*DATASET RECORDS*
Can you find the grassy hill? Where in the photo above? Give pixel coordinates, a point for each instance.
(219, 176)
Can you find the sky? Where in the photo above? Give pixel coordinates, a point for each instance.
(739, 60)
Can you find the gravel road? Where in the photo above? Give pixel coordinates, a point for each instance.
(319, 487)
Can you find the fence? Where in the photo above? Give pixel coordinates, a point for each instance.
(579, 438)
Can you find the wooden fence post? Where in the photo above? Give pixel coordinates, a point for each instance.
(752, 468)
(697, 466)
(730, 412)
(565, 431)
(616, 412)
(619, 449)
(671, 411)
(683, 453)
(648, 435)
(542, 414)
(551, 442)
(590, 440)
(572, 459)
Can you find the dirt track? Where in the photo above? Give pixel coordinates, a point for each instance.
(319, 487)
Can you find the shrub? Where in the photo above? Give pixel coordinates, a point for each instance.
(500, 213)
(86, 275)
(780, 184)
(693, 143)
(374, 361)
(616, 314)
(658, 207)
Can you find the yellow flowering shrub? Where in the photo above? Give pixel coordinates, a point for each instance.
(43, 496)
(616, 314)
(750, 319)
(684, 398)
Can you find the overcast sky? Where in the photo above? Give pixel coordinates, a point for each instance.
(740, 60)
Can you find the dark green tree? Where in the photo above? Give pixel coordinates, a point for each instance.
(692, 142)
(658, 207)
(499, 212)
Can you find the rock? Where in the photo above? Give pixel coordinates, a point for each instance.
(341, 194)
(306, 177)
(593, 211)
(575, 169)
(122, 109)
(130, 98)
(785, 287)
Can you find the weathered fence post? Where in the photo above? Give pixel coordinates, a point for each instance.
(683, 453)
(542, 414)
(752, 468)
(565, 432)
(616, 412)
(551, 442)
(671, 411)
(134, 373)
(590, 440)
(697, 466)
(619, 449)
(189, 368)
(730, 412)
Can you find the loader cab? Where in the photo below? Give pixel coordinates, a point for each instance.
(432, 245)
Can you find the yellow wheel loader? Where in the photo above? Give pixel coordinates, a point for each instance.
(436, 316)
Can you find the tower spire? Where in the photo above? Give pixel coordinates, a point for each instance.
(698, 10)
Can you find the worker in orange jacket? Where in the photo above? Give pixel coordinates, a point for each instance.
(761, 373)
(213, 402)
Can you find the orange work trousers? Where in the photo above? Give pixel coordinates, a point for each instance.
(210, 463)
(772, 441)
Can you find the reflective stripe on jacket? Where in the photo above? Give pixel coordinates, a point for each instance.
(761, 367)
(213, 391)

*DIRECTIONS*
Retype all of the data above line for line, with no changes.

*SOLUTION TO THIS TASK*
Can you find the grassy hill? Where in the photo above? Give pixel coordinates, a point for each instance.
(219, 176)
Can you find the sky? Where in the photo above? Give pixel coordinates, a point for each instance.
(739, 60)
Can you find the gravel road? Where in the photo above? Give pixel coordinates, a point for each instance.
(319, 487)
Can you find the fence? Where in the photo above? Give pixel coordinates, a point for each instance.
(579, 438)
Can you find the wooden fence post? Where in the photo above? Give pixel coordinates, a point for each instance.
(752, 468)
(697, 466)
(730, 412)
(565, 431)
(616, 412)
(619, 449)
(671, 411)
(683, 453)
(648, 435)
(542, 414)
(551, 442)
(590, 440)
(572, 459)
Can you find the dirt track? Where in the photo above? Give pixel coordinates, a point for each instance.
(319, 487)
Can you find the shrub? Where in the photo above? Give pixel coordinates, a point for each instance.
(500, 213)
(86, 275)
(780, 184)
(693, 143)
(374, 361)
(616, 314)
(658, 207)
Can you find the yellow flowering shrub? Where in the photo above? Give pixel coordinates, a point for each instance.
(43, 496)
(616, 314)
(750, 319)
(684, 398)
Can you find the overcast sky? Where in the photo above? Give pixel coordinates, a point for each instance.
(740, 60)
Can you find the dark green tree? Where in the photo above? Give pixel coordinates, a point for each instance.
(692, 142)
(658, 207)
(499, 212)
Can you find the rock? Where in the photo above? Give pixel coordinates, a point for each instance.
(341, 194)
(306, 177)
(593, 211)
(575, 169)
(122, 109)
(130, 98)
(785, 287)
Can you find the weathered fence post? Where in the photo above? Give pixel coordinates, a point for each instance.
(683, 453)
(542, 414)
(752, 468)
(565, 432)
(616, 412)
(551, 442)
(671, 411)
(134, 373)
(590, 440)
(697, 466)
(619, 449)
(189, 368)
(730, 412)
Can you find the loader cab? Where in the photo below? Give pixel coordinates, a point for each instance.
(432, 245)
Can you find the yellow wheel loader? Where in the photo above? Give pixel coordinates, a point for each instance.
(436, 316)
Can you find the tower spire? Where in the photo above? Give pixel coordinates, a point for each instance.
(698, 10)
Can you find the worker in orange jacket? Where in the photo above? Give pixel coordinates, a point for each instance.
(761, 373)
(213, 402)
Can you find the orange work trousers? Where in the photo above? Give pixel coordinates, a point for each instance.
(210, 463)
(772, 441)
Can you find the reflective stripe on jacket? Where in the photo above? Give pixel coordinates, a point for each instance.
(761, 367)
(213, 391)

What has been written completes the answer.